#### DOCUMENT EXCERPT
----------

Slice of mining history hits market, for $3.5M


SUNRISE - As ghost towns go, Sunrise is positively pristine.

With the right combination of patience, money and imagination, it might turn out to be temporarily vacant rather than permanently abandoned.

Sunrise is nestled among the ponderosa pines of Eureka Canyon in Platte County, near the town of Hartville.

Mining began in the area 8,000 to 12,000 years ago. It wasn't iron or copper the early people sought, but the red ochre that stains the landscape.

Colorado Fuel and Iron Co. of Pueblo, Colo., mined on the surface and underground between 1899 and 1980, extracting 42 million tons of iron ore.

Miners from many countries labored at Sunrise. Some lie buried in graves bordered with elaborate wrought-iron fences near Hartville. Their surnames were Greek Italian, Japanese, Scandinavian and Mexican.

Jesus Rodriguez, 81, of Hartville, started working at the Sunrise Mine in 1950. Following a stint in the service, he returned in 1952.

Rodriguez was paid $1.09 per hour to start. But it beat his former life as a sharecropper. He later became an underground supervisor and was there when the mine closed in 1980.

"After grubbing on the farm and for Uncle Sam, and with a wife, it was the best job I had," he said.

Thousands of tons of ore were extracted from a 650-foot-deep pit called the "Glory Hole." Within an short walk, miners washed away grit and sweat in a shower house that still stands, complete with light fixtures and old pipes.

The Glory Hole, with its formidable stone face and ore still in evidence, is now full of water.

The grandest structure is the Italian Renaissance Revival-style YMCA building constructed in 1917. It included a combination auditorium-gymnasium-movie theater, a reading room, a sewing room and even bowling lanes. The building has managed to preserve its air of importance, along with its window glass.

Foundations of a 65-bay residential garage, which was started in 1918, snake along the east side of the town. More bays were added in 1924 and 1926.

Saloons sprang up in Hartville since liquor was prohibited in the company owned Sunrise. There also were diversions of a feminine sort.

The town's population hit 624 in 1930. In 1945, the mine was shipping via rail 2,200 tons of ore per day to the Pueblo smelters and had a work force of more than 400.

Today, only a caretaker remains.

----------

#### SUPPLIED DATA
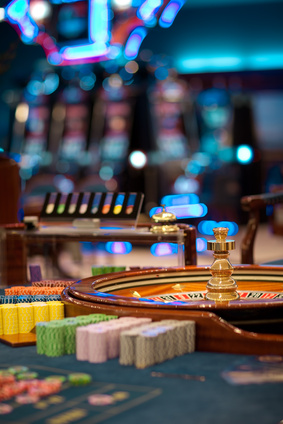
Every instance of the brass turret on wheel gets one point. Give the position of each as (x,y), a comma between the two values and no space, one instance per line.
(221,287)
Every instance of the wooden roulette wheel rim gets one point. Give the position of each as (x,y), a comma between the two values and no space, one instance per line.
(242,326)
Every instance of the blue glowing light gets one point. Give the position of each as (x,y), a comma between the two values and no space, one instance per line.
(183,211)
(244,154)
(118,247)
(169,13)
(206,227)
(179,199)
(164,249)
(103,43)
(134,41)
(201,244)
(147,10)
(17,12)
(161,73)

----------

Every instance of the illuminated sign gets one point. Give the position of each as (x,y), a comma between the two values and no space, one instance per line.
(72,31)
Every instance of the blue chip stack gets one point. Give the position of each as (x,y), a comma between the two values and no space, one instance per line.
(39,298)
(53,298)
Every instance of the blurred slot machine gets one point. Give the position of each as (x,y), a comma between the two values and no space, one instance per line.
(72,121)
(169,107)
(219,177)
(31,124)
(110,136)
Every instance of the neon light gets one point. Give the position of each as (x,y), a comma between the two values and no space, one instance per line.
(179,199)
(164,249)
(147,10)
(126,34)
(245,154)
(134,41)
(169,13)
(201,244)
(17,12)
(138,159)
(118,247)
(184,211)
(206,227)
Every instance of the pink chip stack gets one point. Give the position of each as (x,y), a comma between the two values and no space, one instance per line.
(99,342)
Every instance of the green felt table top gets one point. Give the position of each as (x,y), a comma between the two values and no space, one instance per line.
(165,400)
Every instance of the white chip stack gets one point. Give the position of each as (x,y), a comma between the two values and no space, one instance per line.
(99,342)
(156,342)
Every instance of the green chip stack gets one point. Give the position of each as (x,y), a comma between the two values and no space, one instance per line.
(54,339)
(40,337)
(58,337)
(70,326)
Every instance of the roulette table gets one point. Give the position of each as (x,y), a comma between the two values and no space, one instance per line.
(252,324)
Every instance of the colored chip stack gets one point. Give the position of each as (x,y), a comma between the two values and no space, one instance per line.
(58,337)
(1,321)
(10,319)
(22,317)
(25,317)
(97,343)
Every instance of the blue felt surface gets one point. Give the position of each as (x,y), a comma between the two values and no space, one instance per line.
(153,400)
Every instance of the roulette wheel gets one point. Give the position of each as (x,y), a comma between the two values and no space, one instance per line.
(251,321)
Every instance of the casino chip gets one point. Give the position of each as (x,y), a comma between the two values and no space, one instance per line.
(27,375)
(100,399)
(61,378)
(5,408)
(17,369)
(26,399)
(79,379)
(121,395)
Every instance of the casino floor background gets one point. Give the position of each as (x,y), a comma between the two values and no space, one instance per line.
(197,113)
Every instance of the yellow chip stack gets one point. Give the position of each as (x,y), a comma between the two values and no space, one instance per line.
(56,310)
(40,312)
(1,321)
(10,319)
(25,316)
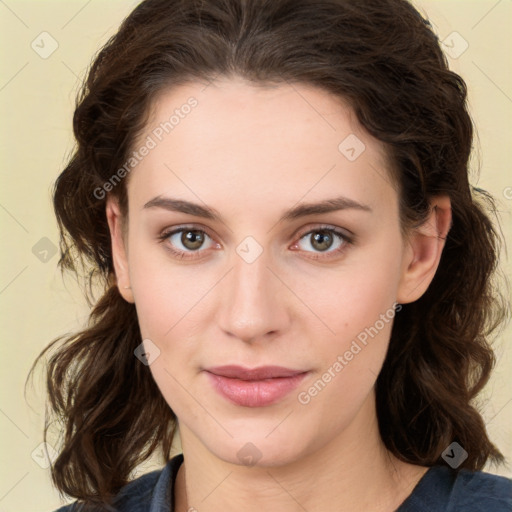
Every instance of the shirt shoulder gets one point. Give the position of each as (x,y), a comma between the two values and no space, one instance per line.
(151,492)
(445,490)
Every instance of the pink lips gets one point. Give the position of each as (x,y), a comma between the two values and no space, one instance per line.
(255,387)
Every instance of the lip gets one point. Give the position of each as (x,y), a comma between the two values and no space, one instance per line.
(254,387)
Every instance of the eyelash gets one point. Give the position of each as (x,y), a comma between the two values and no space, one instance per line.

----------

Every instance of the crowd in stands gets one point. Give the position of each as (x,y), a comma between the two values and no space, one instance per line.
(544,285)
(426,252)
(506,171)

----------

#### TO BE DONE
How would you render this sentence from the Sunrise ghost town article in Spanish: "The Glory Hole, with its formidable stone face and ore still in evidence, is now full of water."

#### OUTPUT OF THE EXERCISE
El Glory Hole, con su imponente pared de piedra y el mineral todavía a la vista, ahora está lleno de agua.